#### What you are asked to do
All of the entries need to be repeated exactly. Leave nothing out.

[Opening Data for analysis section]

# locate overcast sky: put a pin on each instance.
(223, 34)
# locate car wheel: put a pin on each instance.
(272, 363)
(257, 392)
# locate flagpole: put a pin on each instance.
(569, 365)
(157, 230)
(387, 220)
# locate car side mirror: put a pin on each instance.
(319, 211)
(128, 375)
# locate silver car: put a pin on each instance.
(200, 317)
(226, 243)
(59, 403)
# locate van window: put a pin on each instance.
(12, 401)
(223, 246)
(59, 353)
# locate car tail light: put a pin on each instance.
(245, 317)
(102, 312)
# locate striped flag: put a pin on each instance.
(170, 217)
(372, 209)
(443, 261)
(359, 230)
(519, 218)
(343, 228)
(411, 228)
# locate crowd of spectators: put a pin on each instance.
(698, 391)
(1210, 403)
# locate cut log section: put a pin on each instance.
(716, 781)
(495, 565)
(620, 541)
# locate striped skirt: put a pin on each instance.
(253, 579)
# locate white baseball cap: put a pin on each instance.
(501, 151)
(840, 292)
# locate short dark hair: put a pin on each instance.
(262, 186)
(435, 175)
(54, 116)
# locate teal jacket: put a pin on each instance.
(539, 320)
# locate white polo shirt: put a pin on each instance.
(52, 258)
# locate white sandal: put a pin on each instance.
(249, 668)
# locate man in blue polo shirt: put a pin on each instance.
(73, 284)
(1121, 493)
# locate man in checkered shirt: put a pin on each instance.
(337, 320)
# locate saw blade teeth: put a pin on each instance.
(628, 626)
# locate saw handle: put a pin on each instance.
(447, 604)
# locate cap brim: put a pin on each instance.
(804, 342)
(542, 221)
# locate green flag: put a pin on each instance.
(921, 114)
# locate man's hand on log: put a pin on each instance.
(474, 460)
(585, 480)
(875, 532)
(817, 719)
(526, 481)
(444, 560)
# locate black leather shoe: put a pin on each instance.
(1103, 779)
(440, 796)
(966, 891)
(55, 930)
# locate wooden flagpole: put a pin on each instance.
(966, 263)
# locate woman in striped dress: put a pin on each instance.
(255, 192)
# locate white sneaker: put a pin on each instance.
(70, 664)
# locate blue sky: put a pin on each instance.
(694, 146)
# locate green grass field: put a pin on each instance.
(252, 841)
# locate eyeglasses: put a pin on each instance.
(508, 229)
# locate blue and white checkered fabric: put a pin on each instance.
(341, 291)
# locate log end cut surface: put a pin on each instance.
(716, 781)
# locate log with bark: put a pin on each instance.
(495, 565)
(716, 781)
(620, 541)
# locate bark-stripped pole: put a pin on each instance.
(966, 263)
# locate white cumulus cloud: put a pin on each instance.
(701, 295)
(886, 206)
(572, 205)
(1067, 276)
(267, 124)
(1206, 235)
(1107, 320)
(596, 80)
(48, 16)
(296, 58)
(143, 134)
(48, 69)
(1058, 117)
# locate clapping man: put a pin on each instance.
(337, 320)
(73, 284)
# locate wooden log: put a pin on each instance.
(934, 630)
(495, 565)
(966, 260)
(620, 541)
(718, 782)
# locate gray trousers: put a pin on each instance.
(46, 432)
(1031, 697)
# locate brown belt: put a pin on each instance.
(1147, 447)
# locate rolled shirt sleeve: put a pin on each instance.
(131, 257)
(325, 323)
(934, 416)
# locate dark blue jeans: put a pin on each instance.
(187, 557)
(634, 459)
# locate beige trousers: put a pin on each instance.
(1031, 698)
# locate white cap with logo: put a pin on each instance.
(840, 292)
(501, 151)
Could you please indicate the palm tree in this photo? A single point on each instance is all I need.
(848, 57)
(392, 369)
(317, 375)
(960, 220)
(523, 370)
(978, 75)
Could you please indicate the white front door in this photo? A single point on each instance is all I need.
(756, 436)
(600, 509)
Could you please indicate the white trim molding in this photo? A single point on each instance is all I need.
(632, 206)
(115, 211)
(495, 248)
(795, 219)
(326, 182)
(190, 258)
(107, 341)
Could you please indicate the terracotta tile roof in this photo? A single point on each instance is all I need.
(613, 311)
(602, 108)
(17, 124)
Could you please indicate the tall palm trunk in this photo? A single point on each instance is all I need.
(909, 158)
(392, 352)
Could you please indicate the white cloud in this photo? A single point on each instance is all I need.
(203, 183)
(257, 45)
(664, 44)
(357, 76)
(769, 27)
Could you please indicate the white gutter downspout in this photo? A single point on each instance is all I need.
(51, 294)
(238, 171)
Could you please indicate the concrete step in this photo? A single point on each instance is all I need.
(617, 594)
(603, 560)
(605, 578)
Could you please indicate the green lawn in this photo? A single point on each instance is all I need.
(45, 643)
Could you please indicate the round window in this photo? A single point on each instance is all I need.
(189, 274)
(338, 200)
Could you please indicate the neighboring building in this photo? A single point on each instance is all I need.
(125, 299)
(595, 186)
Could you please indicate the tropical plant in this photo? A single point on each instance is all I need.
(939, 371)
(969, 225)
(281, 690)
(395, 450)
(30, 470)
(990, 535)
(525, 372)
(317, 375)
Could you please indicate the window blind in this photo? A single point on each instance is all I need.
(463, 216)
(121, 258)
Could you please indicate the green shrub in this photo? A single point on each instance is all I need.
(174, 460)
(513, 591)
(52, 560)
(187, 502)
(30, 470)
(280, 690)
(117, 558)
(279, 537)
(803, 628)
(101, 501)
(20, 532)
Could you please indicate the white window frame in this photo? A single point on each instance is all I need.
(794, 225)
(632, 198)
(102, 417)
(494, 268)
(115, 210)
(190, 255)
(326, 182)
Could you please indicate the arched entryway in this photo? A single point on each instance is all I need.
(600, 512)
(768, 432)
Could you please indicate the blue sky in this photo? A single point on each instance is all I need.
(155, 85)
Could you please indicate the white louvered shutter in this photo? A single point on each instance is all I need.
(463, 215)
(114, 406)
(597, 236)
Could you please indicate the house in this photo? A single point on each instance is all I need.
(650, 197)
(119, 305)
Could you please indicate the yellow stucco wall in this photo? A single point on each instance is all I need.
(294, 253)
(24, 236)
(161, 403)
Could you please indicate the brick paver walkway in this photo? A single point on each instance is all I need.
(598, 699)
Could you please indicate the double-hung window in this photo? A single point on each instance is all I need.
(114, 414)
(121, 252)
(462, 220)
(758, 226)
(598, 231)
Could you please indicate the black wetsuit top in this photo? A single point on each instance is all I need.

[Closing Data for analysis section]

#### Result of the exercise
# locate overcast sky: put a pin on each instance.
(223, 34)
# locate car wheel: put a pin on each instance.
(272, 363)
(257, 392)
# locate flagpole: put a pin on each instance.
(569, 365)
(157, 230)
(387, 220)
# locate car side mirror: put a pin on each instance.
(319, 211)
(128, 375)
# locate silver car: put a pin on each instance.
(200, 317)
(226, 243)
(59, 403)
# locate van window: put a pin on each instance.
(12, 401)
(223, 246)
(59, 353)
# locate car tail light: put a pin on each instance.
(245, 317)
(102, 312)
# locate striped flag: put a pin on each instance.
(170, 217)
(372, 209)
(443, 261)
(359, 230)
(519, 218)
(343, 228)
(411, 228)
# locate crowd of spectators: put a pin on each instance.
(698, 391)
(1210, 403)
# locate cut log section: put a pin on each instance.
(716, 781)
(495, 565)
(620, 541)
# locate striped skirt: put a pin on each instance.
(253, 579)
# locate white baseball cap: put a pin on each instance.
(501, 151)
(840, 292)
# locate short dark hair: put a pin on each instance.
(262, 186)
(435, 175)
(54, 116)
# locate teal jacket: put a pin on each instance.
(539, 320)
# locate white polo shirt: put a pin on each instance.
(52, 258)
# locate white sandal: put a pin on each instance.
(249, 668)
# locate man in blue polo shirt: put a pin on each instance.
(73, 284)
(1121, 493)
# locate man in checkered shirt: put a pin on each instance.
(337, 320)
# locate saw blade teeth: put a pin on each instance.
(628, 626)
# locate saw handle: put a pin on each instance.
(447, 604)
# locate cap brim: put a pin on each instance.
(804, 342)
(542, 221)
# locate green flag: put a pin on each instance.
(921, 114)
# locate man's hand on log: put a pin on each instance.
(474, 460)
(585, 480)
(875, 532)
(817, 719)
(526, 481)
(444, 560)
# locate black leather shoe: put a pin on each instance.
(1103, 779)
(440, 796)
(966, 891)
(55, 930)
# locate wooden flagpole: put a pin on each instance.
(966, 263)
# locate woman in striped dress: put a pin on each instance.
(255, 192)
# locate white sneaker: put a pin on each instance.
(70, 664)
# locate blue sky: put a pin on each instance.
(694, 146)
# locate green grass field: put a pin on each instance.
(252, 841)
# locate eyeglasses: put a pin on each instance.
(508, 229)
# locate blue and white checkered fabric: put a pin on each instance.
(341, 291)
# locate log end cut surface: put a pin on each instance.
(716, 781)
# locate log with bark: put a pin on each instance.
(495, 565)
(716, 781)
(620, 541)
# locate bark-stripped pole: put a pin on each instance.
(966, 263)
# locate white cumulus cloud: put a pin on each instance.
(701, 295)
(886, 206)
(572, 205)
(1067, 276)
(267, 124)
(1206, 235)
(1107, 320)
(596, 80)
(48, 16)
(296, 58)
(143, 134)
(48, 69)
(1058, 117)
# locate clapping man: put a pin on each instance.
(337, 320)
(73, 284)
# locate wooden log: put a pin on each instance.
(934, 630)
(495, 565)
(966, 260)
(620, 541)
(718, 782)
# locate gray trousers: put a pin on each instance.
(46, 432)
(1031, 697)
# locate brown belt: put a pin on each instance.
(1147, 447)
# locate rolled shirt sleeve: put a pin on each instance.
(131, 257)
(325, 323)
(934, 416)
# locate dark blue jeans: put a pin on each instance.
(187, 557)
(634, 459)
# locate beige trousers: put a pin on each instance.
(1031, 698)
# locate white cap with logo: put a pin on each instance.
(840, 292)
(501, 151)
Could you please indicate the palm tree in this photo? A single point on each instance is all I need.
(848, 57)
(392, 369)
(317, 375)
(960, 220)
(523, 370)
(978, 75)
Could you please indicate the white front door in this photo? A single point on each instance is all I need.
(756, 436)
(600, 509)
Could you please indicate the white trim molding in this photo? A single point on each instance is all I need.
(632, 206)
(115, 211)
(495, 248)
(795, 219)
(326, 182)
(190, 258)
(107, 341)
Could you please indicate the terracotta tile roof in this photo? A single point on each instance is all I need.
(613, 311)
(602, 108)
(17, 124)
Could you please indicate the tall palm trunk in this photo? A single point on each instance is all I need.
(909, 158)
(392, 352)
Could you please indicate the white cloud in this photo? A single point on each instance is all I need.
(203, 183)
(257, 45)
(664, 44)
(357, 76)
(769, 27)
Could you please indicate the white gutter downspout in this photo? A single point on each instance is all I need.
(51, 294)
(238, 171)
Could you please indicate the concrete step in this photo? A single point on each instance is all I need.
(617, 594)
(603, 560)
(605, 578)
Could you please indicate the green lawn in this photo? A single point on each instance is all I need.
(45, 643)
Could you please indicate the round window in this photo? A single point on each instance is all I need.
(189, 274)
(338, 200)
Could you please indicate the neighboring building in this photo? A single point on each instance is all I need.
(125, 299)
(595, 186)
Could you please indicate the tropical plant in this photo? A single point on each instance is all I need.
(939, 371)
(969, 225)
(281, 690)
(395, 450)
(30, 470)
(990, 535)
(525, 372)
(317, 375)
Could you please indicate the window blind in this photo? A single point on each instance is all I need.
(463, 216)
(121, 258)
Could you please indicate the green shrub in this photo? A single point on each instance is all I need.
(174, 460)
(513, 591)
(52, 560)
(187, 502)
(30, 470)
(280, 690)
(117, 558)
(279, 537)
(803, 628)
(101, 501)
(20, 532)
Could you please indicate the white window frame in this photo? A single point on each instance is all I need.
(794, 225)
(632, 198)
(102, 417)
(494, 268)
(115, 210)
(190, 255)
(326, 182)
Could you please indicate the arched entryway in this photo? A single point on each instance is all I need.
(600, 512)
(768, 432)
Could you please indicate the blue sky in this photo? A single point on each instance is all I need.
(155, 85)
Could you please indicate the white louvered shutter in this photo? A single point on each instance is all I need.
(463, 215)
(114, 406)
(597, 236)
Could you please indicate the house in this photo? A single point on each instance is all I need.
(650, 197)
(119, 305)
Could you please indicate the yellow stucco wall in this photo? A single point on each instance is all I need.
(294, 253)
(24, 236)
(161, 403)
Could you please indicate the brick paver walkway in this photo? A single point on each instance is all I need.
(598, 699)
Could you please indicate the double-hung window in this photo? A single point on each instance is all I need.
(114, 414)
(121, 252)
(462, 220)
(758, 226)
(598, 231)
Could you please indicate the black wetsuit top in this photo? A single point on each instance is all I need.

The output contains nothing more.